--- TEXTAUSSCHNITT ---
####################

In der Stadtkaserne Frauenfeld knallte es frühmorgens. Der 20-jährige Rekrut E. hatte sein Sturmgewehr aus dem Rechen genommen. Bei der Sicherheitskontrolle zog er den Verschluss so weit nach hinten, dass der Schlagbolzen gespannt war. Um das «Problem» zu lösen, zielte der Rekrut kurzerhand auf die Wand neben dem Zimmer und drückte ab. Um 5.45 Uhr ging der Schuss an jenem Montag los. Am Sonntag hatte der junge Mann noch Cannabis und Kokain konsumiert. 

In der Truppenunterkunft «Chüechlibunker» in Schwyz knallte es dagegen abends. Der Gefreite I. (24) richtete, wohl aus Jux, den Lauf seiner Waffe auf eine Türe und zog den Abzug. Warum im Patronenlager noch eine Kugel war, konnte später nicht mehr ermittelt werden. Der Schuss durchschlug eine Türe. Die zwei Soldaten, die daneben standen, beklagten einen leichten Tinnitus, der rasch wieder abklang. 

Soldat S. (23) wiederum muss wahnsinnig erschrocken sein. Er wollte sein Sturmgewehr vom Bauch auf den Rücken umhängen. Die Waffe verhakte sich, ein Schuss löste sich. Der Soldat hatte zuvor versehentlich seine Waffe geladen, der Sicherheitshebel war nicht eingerastet. «Nur durch Zufall sind keine Personen geschädigt worden», schreibt der Militärrichter in seinem Urteil.

####################

--- AUFGABE ---
Gib aus dem Textausschnitt über die Schussunfälle beim Militär den Teil wortgetreu wieder, der mit „Soldat S. (23)“ beginnt und bis einschließlich „in seinem Urteil.“ weitergeht.

####################

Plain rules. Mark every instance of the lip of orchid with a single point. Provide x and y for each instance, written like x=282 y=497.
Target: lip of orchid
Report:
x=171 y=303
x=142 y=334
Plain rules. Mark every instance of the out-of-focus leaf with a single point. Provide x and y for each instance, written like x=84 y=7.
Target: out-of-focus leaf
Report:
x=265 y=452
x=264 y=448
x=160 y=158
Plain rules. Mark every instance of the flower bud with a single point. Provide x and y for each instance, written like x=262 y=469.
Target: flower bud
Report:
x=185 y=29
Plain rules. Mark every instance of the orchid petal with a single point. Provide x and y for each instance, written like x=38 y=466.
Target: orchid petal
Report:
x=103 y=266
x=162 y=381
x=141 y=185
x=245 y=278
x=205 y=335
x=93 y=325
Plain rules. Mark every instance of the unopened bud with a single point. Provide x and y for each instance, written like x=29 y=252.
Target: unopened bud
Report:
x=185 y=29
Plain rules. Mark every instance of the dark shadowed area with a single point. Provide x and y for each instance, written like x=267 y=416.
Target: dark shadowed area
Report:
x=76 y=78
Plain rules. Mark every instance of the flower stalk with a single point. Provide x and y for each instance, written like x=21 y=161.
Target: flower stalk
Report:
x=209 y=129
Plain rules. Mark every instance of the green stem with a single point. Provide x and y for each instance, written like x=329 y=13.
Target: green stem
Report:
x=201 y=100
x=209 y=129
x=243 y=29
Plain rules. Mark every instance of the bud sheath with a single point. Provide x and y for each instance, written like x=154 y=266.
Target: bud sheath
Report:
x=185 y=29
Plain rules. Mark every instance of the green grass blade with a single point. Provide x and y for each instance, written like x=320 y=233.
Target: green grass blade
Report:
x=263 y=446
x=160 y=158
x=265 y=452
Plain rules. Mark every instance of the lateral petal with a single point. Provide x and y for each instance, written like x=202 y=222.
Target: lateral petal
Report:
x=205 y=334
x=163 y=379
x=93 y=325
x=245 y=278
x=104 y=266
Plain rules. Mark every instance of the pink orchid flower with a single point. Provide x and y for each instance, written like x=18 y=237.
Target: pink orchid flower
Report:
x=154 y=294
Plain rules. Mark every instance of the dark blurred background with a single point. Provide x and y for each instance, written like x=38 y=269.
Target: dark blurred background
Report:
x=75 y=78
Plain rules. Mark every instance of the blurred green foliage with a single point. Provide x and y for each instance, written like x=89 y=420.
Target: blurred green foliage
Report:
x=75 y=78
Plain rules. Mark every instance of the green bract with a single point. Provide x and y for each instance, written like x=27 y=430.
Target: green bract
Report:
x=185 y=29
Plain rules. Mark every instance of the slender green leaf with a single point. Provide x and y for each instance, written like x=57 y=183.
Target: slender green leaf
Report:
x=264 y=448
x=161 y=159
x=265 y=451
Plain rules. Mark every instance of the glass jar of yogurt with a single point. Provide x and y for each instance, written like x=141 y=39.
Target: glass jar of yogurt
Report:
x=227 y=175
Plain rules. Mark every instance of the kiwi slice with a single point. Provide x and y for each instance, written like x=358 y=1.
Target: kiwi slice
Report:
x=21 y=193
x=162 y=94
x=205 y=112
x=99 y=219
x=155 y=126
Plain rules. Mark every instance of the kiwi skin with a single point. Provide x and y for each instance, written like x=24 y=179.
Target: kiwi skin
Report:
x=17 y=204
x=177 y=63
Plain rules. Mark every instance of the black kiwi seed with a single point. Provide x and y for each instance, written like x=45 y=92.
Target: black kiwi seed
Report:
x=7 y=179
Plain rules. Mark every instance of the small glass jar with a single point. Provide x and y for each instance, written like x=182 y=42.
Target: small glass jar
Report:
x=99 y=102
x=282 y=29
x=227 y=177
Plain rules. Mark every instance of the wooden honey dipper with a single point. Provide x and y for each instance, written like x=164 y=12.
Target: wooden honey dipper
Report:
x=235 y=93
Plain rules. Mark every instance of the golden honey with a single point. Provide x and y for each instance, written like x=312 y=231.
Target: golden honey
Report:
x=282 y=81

####################

--- DEINE ANTWORT ---
Soldat S. (23) wiederum muss wahnsinnig erschrocken sein. Er wollte sein Sturmgewehr vom Bauch auf den Rücken umhängen. Die Waffe verhakte sich, ein Schuss löste sich. Der Soldat hatte zuvor versehentlich seine Waffe geladen, der Sicherheitshebel war nicht eingerastet. «Nur durch Zufall sind keine Personen geschädigt worden», schreibt der Militärrichter in seinem Urteil.